** START OF SOURCE EXCERPT **

Primary Sources

The U.S. prison system as a terrorist university; why the suburbs make you fat; the "happiness-maximizing" number of sex partners

"EU versus USA," Fredrik Bergström and Robert Gidehag, Timbro


CULTURE

Can't Buy Me Sex

Monogamy is the key to a thriving sex life, according to a National Bureau of Economic Research study aimed at quantifying the links among income, sex, and general happiness. Married people have considerably more sex than swinging singles and gay divorcees, and the "happiness-maximizing" number of sexual partners in a given year is almost exactly one. Rising wealth has no positive effect on the frequency of sex, and increased education actually has a slightly negative effect, particularly among men. (This is unfortunate news for the well-educated, since they are the group for whom sexual activity has the highest impact on happiness.) Strikingly, men consistently report more sexual activity than women do. Unless a disproportionate number of men in the sample population are gay or visit prostitutes, it "is not easy to see how this gender difference can be genuine," the authors write; they gently suggest that this discrepancy may be attributable to "exaggerated memories" among the male population.

"Money, Sex, and Happiness: An Empirical Study," David G. Blanchflower and Andrew J. Oswald, NBER


THE NATION

Go South, Young Man

Over the first two thirds of the twentieth century black Americans abandoned the South in droves, producing a "great migration" northward in search of manufacturing jobs and more social equality. Now a Brookings Institution analysis suggests that a reverse "great migration" seems to be picking up speed, driven by an improved economic and racial climate in the South and the strong cultural and familial connections that many blacks still feel with the region. According to Brookings, migration accounted for a net gain of more than 600,000 black residents in the South from 1975 to 2000, while the rest of the country lost black residents. College-educated blacks are leading the way southward, and the biggest beneficiaries of the shifting migration patterns and attendant "brain gain" are booming "New South" cities such as Atlanta, Charlotte, and Memphis. But the trend extends across all the southern states except Arkansas, Louisiana, and Mississippi—and even in those states the outflow of blacks has slowed dramatically over the past decade. Meanwhile, cities in the Rust Belt and the Northeast, in particular, have been losing black residents for some time, and California's long reign as a "black migrant magnet" seems to have ended. From 1965 to 1970 and again from 1975 to 1980 California's net gain of black residents was greater than any other state's; in the last five years of the 1990s, however, its net loss of black residents was larger than that of any other state except New York.

** END OF SOURCE EXCERPT **

# [REQUIREMENT A]
Please answer these questions using the Primary Sources excerpt above, one answer per line, marked like the questions.
(i) What does the study on money, sex, and happiness give as the "happiness-maximizing" number of sexual partners in a given year?
(ii) According to Brookings, what net gain in black residents did migration bring the South from 1975 to 2000?
(iii) Which three southern states does the reverse migration trend not extend to?
# [REQUIREMENT B]
Write a continuation of the Primary Sources roundup of research on sex, happiness, and black migration to the South, starting after its final sentence.

** START OF RAW DATA **

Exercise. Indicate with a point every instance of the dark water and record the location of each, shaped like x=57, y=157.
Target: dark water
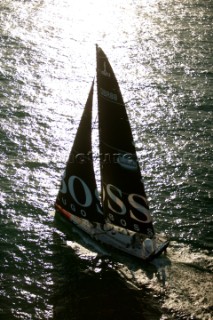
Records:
x=162, y=54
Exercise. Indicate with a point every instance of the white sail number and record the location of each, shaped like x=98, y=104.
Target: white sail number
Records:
x=114, y=200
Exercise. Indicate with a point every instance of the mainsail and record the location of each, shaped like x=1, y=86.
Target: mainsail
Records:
x=123, y=196
x=78, y=193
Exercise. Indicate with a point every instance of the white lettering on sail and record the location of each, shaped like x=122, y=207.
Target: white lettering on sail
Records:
x=140, y=208
x=88, y=195
x=110, y=189
x=105, y=72
x=63, y=188
x=108, y=94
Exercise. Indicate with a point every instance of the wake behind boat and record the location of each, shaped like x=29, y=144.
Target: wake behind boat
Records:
x=121, y=216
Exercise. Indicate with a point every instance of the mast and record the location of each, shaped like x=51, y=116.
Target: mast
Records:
x=123, y=195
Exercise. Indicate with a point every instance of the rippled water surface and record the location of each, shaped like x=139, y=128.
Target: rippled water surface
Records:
x=162, y=54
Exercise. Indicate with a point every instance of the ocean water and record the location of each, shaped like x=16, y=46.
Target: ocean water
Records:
x=162, y=54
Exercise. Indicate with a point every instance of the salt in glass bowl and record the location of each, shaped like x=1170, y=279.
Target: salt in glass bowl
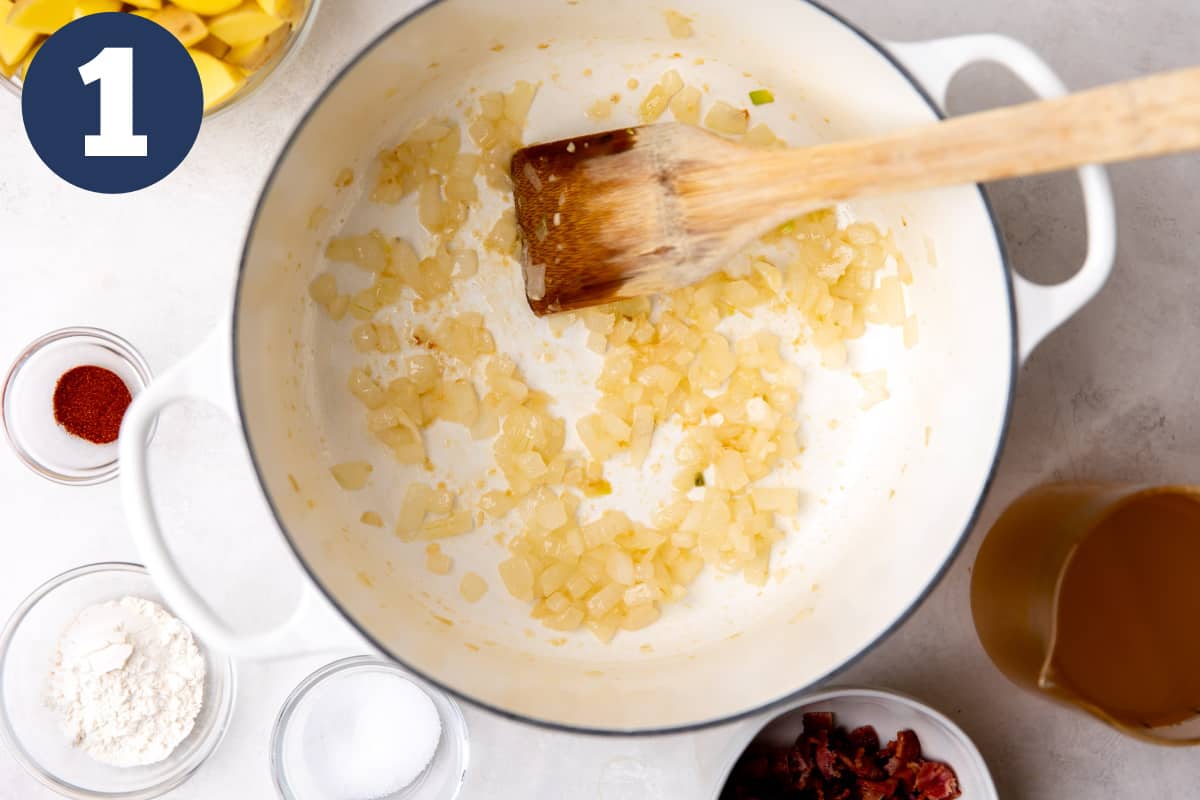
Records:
x=442, y=779
x=33, y=732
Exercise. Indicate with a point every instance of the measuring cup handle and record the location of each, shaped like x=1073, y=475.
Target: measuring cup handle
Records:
x=1039, y=308
x=205, y=374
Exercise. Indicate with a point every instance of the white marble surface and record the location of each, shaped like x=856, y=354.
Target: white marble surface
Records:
x=1109, y=396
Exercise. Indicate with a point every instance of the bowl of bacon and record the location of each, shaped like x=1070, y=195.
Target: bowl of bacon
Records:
x=857, y=744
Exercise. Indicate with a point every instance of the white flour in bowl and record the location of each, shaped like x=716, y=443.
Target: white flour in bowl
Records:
x=129, y=681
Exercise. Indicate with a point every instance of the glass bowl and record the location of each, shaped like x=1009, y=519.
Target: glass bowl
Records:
x=301, y=24
x=31, y=731
x=442, y=779
x=28, y=395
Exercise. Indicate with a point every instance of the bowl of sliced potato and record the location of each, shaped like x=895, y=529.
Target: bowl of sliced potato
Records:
x=235, y=43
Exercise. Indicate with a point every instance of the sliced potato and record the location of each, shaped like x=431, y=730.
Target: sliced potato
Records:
x=208, y=7
x=23, y=73
x=184, y=24
x=281, y=8
x=213, y=46
x=84, y=7
x=243, y=25
x=41, y=16
x=219, y=79
x=15, y=41
x=255, y=54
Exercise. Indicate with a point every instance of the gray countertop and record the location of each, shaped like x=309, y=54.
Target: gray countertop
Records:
x=1108, y=396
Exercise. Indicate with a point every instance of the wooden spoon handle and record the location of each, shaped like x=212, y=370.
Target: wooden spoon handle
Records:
x=1134, y=119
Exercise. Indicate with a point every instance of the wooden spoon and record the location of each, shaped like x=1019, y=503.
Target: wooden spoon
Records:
x=649, y=209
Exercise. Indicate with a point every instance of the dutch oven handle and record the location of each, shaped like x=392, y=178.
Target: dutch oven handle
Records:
x=1039, y=308
x=205, y=374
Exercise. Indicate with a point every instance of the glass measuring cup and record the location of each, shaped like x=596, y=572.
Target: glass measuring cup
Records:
x=1089, y=593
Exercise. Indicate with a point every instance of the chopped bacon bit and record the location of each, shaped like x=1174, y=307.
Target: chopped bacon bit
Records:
x=828, y=763
x=937, y=781
x=817, y=721
x=865, y=738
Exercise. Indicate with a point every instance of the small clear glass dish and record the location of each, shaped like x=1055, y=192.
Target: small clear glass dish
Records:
x=33, y=732
x=28, y=397
x=442, y=779
x=301, y=25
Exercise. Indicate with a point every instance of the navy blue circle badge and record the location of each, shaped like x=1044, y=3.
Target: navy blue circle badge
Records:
x=112, y=102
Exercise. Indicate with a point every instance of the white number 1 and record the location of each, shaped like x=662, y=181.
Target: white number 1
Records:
x=113, y=67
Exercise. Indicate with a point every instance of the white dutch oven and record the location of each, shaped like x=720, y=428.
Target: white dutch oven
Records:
x=889, y=493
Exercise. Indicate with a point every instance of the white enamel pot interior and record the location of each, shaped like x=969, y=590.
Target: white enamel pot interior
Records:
x=888, y=493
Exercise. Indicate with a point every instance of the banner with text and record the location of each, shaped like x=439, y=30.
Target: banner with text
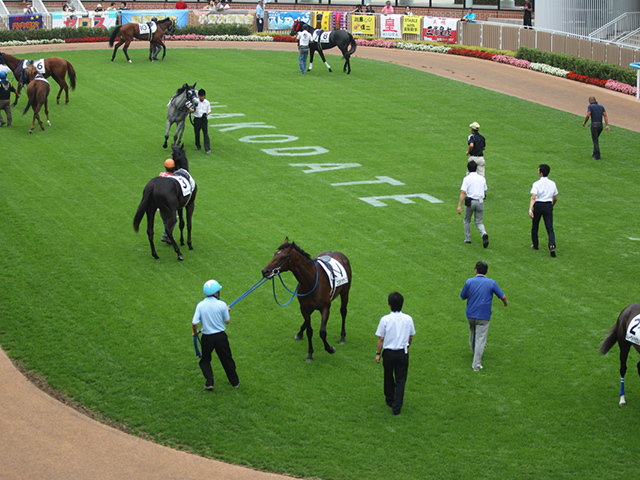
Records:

** END OF RAW DATA **

# [REPLY A]
(i) Almost exactly one.
(ii) More than 600,000 black residents.
(iii) Arkansas, Louisiana, and Mississippi.

# [REPLY B]
"The New Great Migration: Black Americans' Return to the South, 1965—2000," William H. Frey, Brookings Institution

Sprawling Suburb, Hidden Belt Buckle

Forget McDonald's—it's the leafy avenues and spreading parking lots of suburbia that are to blame for America's obesity epidemic. According to an exhaustive new study examining the link between population density and health in 448 American counties, the residents of the country's more sprawling counties tend to be heavier and have more weight-related chronic illnesses—particularly high blood pressure—than the residents of more densely populated counties. The study relied on a U.S Census—based "Sprawl Index" that assigned the lowest numerical scores to the most sprawling counties (352 points for crowded New York County; 63 points for suburban Geauga County, outside Cleveland), and found that for every fifty-point increase in the degree of sprawl, the odds of a county resident's being obese rose by 10 percent. Cities encourage walking and physical fitness, the authors argue, whereas suburban homes are so far from friends, stores, and workplaces that even the most health-conscious residents are forced off the sidewalk and behind the wheel.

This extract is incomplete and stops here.